PROBLEM DESCRIPTION —
Below are the records. Retype exactly the lines between the lines holding "of the dark" and "of the mountain", inclusive.

───── RECORD SET

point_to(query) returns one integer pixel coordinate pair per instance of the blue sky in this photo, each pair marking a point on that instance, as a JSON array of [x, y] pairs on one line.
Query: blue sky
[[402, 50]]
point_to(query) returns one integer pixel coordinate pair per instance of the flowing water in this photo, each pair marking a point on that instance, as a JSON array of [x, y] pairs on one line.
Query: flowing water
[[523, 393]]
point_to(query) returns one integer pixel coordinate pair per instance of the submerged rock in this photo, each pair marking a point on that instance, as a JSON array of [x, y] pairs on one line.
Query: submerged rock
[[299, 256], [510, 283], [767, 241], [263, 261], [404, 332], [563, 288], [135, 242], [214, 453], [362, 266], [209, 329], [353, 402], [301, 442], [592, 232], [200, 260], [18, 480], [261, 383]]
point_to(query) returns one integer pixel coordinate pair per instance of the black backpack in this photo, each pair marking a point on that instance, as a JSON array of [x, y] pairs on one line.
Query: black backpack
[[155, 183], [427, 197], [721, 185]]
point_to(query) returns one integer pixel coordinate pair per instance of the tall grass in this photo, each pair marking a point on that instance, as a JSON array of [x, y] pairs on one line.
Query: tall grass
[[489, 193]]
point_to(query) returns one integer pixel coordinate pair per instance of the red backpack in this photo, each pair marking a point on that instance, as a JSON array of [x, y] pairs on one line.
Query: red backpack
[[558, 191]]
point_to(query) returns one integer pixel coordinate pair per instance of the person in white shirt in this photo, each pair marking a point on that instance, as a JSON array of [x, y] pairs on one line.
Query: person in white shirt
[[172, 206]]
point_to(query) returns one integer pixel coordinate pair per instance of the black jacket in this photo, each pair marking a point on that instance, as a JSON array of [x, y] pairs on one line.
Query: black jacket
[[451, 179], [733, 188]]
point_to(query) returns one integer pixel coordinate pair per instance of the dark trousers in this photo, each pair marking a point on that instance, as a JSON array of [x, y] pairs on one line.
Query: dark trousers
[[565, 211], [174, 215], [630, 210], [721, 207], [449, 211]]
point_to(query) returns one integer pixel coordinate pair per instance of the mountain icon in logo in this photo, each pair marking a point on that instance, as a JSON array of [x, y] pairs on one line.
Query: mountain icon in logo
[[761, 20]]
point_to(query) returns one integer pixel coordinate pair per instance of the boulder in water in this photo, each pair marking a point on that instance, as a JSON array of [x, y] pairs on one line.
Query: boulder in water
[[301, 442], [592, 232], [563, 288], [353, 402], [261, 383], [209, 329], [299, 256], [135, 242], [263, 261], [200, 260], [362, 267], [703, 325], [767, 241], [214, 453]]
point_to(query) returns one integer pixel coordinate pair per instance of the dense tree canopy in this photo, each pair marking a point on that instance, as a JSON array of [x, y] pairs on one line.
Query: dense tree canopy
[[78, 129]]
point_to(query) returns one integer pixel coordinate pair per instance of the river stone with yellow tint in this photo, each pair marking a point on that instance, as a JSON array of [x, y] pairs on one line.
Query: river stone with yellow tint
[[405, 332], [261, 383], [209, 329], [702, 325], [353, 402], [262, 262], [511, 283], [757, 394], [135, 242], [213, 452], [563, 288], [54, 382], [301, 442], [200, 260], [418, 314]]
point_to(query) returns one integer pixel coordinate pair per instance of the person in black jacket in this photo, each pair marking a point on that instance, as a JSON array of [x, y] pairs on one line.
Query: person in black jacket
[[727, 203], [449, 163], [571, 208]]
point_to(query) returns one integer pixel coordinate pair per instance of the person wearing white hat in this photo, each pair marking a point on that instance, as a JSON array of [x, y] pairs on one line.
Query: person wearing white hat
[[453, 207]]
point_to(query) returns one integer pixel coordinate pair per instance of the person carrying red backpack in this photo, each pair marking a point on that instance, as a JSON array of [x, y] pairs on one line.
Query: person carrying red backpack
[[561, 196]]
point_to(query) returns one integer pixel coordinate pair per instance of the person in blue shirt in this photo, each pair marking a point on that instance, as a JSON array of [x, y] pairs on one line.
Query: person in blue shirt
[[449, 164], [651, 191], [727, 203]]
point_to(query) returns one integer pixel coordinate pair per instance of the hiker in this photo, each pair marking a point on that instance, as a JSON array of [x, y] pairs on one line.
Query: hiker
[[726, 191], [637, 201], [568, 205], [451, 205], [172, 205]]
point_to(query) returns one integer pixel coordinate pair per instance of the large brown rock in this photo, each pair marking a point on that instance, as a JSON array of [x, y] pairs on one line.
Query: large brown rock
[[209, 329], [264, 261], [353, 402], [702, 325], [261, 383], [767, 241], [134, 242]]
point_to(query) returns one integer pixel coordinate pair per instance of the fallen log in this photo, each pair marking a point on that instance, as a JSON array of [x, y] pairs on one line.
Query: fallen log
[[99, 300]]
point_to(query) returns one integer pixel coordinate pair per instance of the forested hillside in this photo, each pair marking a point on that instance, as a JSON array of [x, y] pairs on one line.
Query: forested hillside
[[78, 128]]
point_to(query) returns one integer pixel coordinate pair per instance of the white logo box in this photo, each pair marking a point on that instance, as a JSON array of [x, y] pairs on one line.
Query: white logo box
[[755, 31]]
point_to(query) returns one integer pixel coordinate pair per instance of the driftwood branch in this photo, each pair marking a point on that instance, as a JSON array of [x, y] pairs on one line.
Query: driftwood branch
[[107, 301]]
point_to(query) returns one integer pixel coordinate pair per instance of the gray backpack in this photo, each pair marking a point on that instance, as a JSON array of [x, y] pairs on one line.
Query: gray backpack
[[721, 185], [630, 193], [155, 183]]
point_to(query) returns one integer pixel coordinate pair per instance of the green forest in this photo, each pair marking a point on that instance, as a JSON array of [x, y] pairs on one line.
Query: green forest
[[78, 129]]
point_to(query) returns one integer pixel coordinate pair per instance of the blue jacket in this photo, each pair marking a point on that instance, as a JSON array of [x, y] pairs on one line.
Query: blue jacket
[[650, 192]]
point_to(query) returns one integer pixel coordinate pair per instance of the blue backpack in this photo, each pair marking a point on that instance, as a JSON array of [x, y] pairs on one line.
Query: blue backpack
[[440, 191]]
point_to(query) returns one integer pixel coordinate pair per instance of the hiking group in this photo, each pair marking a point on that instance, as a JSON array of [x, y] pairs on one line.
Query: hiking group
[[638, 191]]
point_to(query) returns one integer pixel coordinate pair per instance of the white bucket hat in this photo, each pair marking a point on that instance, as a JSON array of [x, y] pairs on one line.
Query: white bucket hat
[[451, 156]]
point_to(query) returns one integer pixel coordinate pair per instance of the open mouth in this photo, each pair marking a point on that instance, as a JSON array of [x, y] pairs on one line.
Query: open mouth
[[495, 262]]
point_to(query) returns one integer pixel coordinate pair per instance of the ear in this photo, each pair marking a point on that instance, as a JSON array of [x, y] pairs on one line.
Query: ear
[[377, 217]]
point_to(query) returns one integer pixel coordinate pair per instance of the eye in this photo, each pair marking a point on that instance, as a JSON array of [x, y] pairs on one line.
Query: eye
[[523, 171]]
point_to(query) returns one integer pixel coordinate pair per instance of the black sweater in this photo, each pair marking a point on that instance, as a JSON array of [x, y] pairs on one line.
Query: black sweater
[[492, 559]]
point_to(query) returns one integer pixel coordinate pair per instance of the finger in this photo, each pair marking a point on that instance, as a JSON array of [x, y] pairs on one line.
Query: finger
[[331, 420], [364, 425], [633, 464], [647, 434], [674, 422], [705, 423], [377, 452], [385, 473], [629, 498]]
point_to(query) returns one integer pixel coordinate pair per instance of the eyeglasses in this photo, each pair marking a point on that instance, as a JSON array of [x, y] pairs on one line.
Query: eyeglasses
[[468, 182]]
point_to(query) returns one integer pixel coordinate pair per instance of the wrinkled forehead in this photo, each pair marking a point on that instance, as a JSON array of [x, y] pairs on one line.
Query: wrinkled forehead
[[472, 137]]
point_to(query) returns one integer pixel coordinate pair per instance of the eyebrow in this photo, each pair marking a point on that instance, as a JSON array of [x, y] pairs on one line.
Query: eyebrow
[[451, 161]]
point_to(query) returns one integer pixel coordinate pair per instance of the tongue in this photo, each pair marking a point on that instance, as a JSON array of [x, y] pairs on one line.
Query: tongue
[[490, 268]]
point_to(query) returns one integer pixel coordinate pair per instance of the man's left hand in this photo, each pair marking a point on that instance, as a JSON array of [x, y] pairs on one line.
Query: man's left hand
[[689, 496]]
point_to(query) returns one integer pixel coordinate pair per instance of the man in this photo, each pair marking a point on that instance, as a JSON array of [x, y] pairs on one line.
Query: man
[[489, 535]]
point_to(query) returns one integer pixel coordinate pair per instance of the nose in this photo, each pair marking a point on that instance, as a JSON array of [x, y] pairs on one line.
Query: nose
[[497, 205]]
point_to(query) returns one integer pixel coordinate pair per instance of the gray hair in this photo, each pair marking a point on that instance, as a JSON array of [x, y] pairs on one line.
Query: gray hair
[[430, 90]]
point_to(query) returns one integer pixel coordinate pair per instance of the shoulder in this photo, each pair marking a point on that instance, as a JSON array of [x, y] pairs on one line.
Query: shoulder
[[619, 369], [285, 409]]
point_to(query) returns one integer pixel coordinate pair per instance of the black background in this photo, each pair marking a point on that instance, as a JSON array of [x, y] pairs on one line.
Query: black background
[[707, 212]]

──────────

FINAL ANSWER —
point_to(query) returns one integer pixel coordinate pair per instance of the dark trousers in this photo, each pair marking a point on that instance, as a JSON array of [x, y] pairs on one line.
Query: dark trousers
[[565, 211], [174, 215], [630, 210], [721, 207], [449, 211]]
point_to(query) returns one integer pixel coordinate pair per instance of the mountain icon in logo in this photo, each pair marking a point on that instance, as a JSON array of [x, y] pairs on one line.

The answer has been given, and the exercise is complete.